Trabalho pedido:
Repita sem nenhuma alteração as linhas de todos os itens a seguir, deixando as imagens de fora da resposta.

Dados apresentados:

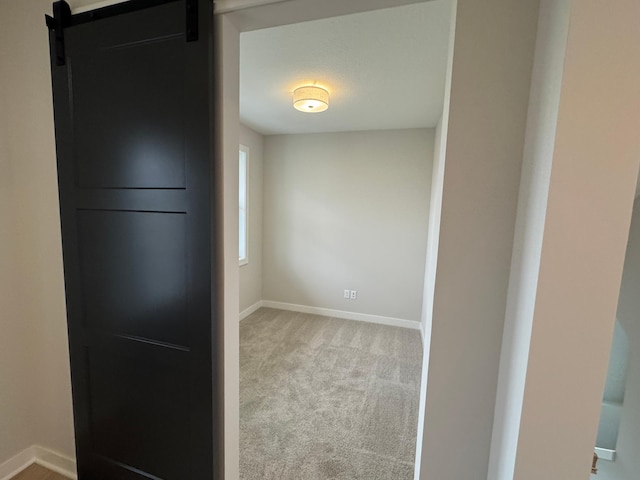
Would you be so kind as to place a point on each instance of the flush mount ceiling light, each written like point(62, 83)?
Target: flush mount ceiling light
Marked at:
point(310, 99)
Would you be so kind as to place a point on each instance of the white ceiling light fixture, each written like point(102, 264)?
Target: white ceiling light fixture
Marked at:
point(311, 99)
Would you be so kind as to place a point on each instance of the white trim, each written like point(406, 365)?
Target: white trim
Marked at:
point(360, 317)
point(248, 311)
point(226, 6)
point(605, 454)
point(54, 461)
point(16, 464)
point(247, 185)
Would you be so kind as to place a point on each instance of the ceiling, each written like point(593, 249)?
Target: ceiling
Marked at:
point(384, 69)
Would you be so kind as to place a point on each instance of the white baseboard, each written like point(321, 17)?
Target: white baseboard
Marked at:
point(54, 461)
point(248, 311)
point(327, 312)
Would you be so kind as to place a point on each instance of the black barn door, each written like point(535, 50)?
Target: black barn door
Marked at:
point(132, 100)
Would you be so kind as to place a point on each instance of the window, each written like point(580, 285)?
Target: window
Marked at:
point(243, 204)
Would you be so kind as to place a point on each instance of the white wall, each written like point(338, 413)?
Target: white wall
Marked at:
point(251, 273)
point(627, 463)
point(542, 120)
point(593, 180)
point(492, 66)
point(348, 211)
point(16, 403)
point(37, 367)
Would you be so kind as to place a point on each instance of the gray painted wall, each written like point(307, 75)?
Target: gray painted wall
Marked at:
point(251, 273)
point(627, 463)
point(347, 211)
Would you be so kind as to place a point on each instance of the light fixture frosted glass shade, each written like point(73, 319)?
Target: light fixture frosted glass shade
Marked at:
point(310, 99)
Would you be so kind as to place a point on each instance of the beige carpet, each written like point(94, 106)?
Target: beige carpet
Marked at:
point(323, 398)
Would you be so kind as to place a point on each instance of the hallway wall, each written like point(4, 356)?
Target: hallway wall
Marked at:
point(33, 317)
point(348, 210)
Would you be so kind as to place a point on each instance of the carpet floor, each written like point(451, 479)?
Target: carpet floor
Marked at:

Solução da tarefa:
Would you be so kind as to place a point on each instance of the flush mount ceiling light, each written like point(62, 83)?
Target: flush mount ceiling light
Marked at:
point(310, 99)
Would you be so kind as to place a point on each instance of the white ceiling light fixture, each written like point(102, 264)?
Target: white ceiling light fixture
Marked at:
point(311, 99)
Would you be so kind as to place a point on each instance of the white trim, each written like point(406, 365)?
Target: white trim
Marked at:
point(360, 317)
point(248, 311)
point(226, 6)
point(605, 454)
point(54, 461)
point(16, 464)
point(247, 185)
Would you be so kind as to place a point on each instance of the ceiling, each written like point(593, 249)?
Target: ceiling
Marked at:
point(384, 69)
Would you be so kind as to place a point on each instance of the white baseboard, each written like point(321, 17)?
Target: white baseboard
Marked at:
point(54, 461)
point(248, 311)
point(327, 312)
Would you be so kind as to place a point on each instance of the black barn door, each written like point(535, 50)?
Target: black barn door
Marked at:
point(132, 100)
Would you be so kind as to place a point on each instance of the window, each written like point(580, 285)?
Target: window
Marked at:
point(243, 204)
Would you be so kind as to place a point on each instance of the white wall, each written like point(338, 413)?
Target: white wall
Marked at:
point(251, 273)
point(627, 463)
point(542, 120)
point(593, 180)
point(492, 66)
point(348, 211)
point(16, 403)
point(37, 367)
Would you be so kind as to place a point on each instance of the gray painted wall, each written like point(307, 75)?
Target: gray painted wall
Marked at:
point(251, 273)
point(627, 463)
point(347, 211)
Would you be so kind as to place a point on each instance of the light fixture frosted glass shade, each written like point(73, 319)?
Target: light fixture frosted glass shade
Marked at:
point(310, 99)
Would you be so kind as to place a point on each instance of the beige carpet, each written like point(94, 106)?
Target: beige carpet
Marked at:
point(323, 398)
Would you be so kind as to place a point on each instance of the hallway wall, each written like point(4, 356)?
Target: hallway wall
Marked at:
point(33, 317)
point(348, 210)
Would you be so kind as to place a point on each instance of the carpet floor, each written like point(451, 479)?
Target: carpet floor
Marked at:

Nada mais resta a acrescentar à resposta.